DATASET ROWS:
— start —

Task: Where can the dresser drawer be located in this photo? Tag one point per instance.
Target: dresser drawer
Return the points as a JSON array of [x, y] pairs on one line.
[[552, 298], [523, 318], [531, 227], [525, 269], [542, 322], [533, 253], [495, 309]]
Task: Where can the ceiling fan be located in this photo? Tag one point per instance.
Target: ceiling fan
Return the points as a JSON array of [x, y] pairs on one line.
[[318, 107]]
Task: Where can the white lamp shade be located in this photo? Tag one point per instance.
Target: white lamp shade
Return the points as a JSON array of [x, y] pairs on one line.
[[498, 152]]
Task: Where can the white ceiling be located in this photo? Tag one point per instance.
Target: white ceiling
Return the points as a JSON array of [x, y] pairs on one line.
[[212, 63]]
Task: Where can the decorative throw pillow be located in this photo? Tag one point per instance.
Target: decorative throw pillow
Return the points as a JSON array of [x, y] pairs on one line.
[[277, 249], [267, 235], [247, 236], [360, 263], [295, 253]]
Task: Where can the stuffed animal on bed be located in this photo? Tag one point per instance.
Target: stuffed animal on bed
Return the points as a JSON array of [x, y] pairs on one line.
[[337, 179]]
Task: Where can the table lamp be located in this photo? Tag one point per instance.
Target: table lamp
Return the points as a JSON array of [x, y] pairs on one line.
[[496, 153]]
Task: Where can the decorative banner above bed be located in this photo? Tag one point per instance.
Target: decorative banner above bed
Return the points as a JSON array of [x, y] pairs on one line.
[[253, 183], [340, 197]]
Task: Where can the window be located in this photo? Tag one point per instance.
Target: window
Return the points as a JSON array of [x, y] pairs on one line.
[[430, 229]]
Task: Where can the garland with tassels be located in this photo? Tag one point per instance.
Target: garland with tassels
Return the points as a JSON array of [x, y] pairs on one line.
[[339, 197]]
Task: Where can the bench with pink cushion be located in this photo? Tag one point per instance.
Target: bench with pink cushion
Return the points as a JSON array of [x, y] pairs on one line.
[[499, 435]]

— end —

EXERCISE DETAILS: Reproduce every line of the entries above verbatim, keeping their order and line breaks.

SOLUTION BELOW:
Task: Where can the dresser drawer be located in this photo? Tag one point per instance.
Target: dresser drawer
Return the points as a JSON array of [x, y] pairs on one line.
[[552, 298], [523, 318], [531, 227], [525, 269], [542, 322], [533, 253], [495, 309]]
Task: Where can the ceiling fan be located in this photo? Tag one point per instance.
Target: ceiling fan
Return the points as a JSON array of [x, y] pairs on one line.
[[318, 107]]
Task: Where can the white lamp shade be located in this photo? Tag one point per instance.
Target: white lamp shade
Return the points as a JSON array of [x, y] pairs on one line.
[[498, 152]]
Task: Where can the white ceiling be located in this photo? Tag one point per instance.
Target: white ceiling
Return the points as a JSON array of [x, y] pairs on one line.
[[212, 63]]
Task: Where can the decorative throw pillow be located in this photo? Tag one point per instance.
Target: decorative throw pillow
Return the points as a JSON array of [x, y] pairs on one line.
[[277, 249], [267, 235], [247, 236], [360, 263], [295, 253]]
Task: Where can the stuffed animal on bed be located in this photo? Tag one point per instance.
Target: stuffed animal on bed
Return the points as a JSON array of [x, y] pairs on one line.
[[337, 179]]
Task: Where can the table lamp be located in this photo? Tag one point per instance.
Target: table lamp
Return the points as a JSON array of [x, y] pairs on one line.
[[496, 153]]
Task: Where can the decorative banner above bed be located in this photo? Tag one point per instance.
Target: decorative banner above bed
Return the points as a JSON array of [x, y] pairs on one line.
[[253, 183], [340, 197]]
Task: Where can the window be located in this photo? Tag one point per instance.
Target: window
Return the points as a JSON array of [x, y] pairs on one line.
[[430, 229]]
Task: Where can the garland with tassels be located in this photo? Tag one point per instance.
Target: garland with tassels
Return the points as a JSON array of [x, y] pairs on one line.
[[339, 197]]
Task: Where can the bench with pink cushion be located in this photo? Tag one point per instance.
Target: bench with pink cushion
Return the points as a JSON array of [x, y] pairs on one line.
[[499, 435]]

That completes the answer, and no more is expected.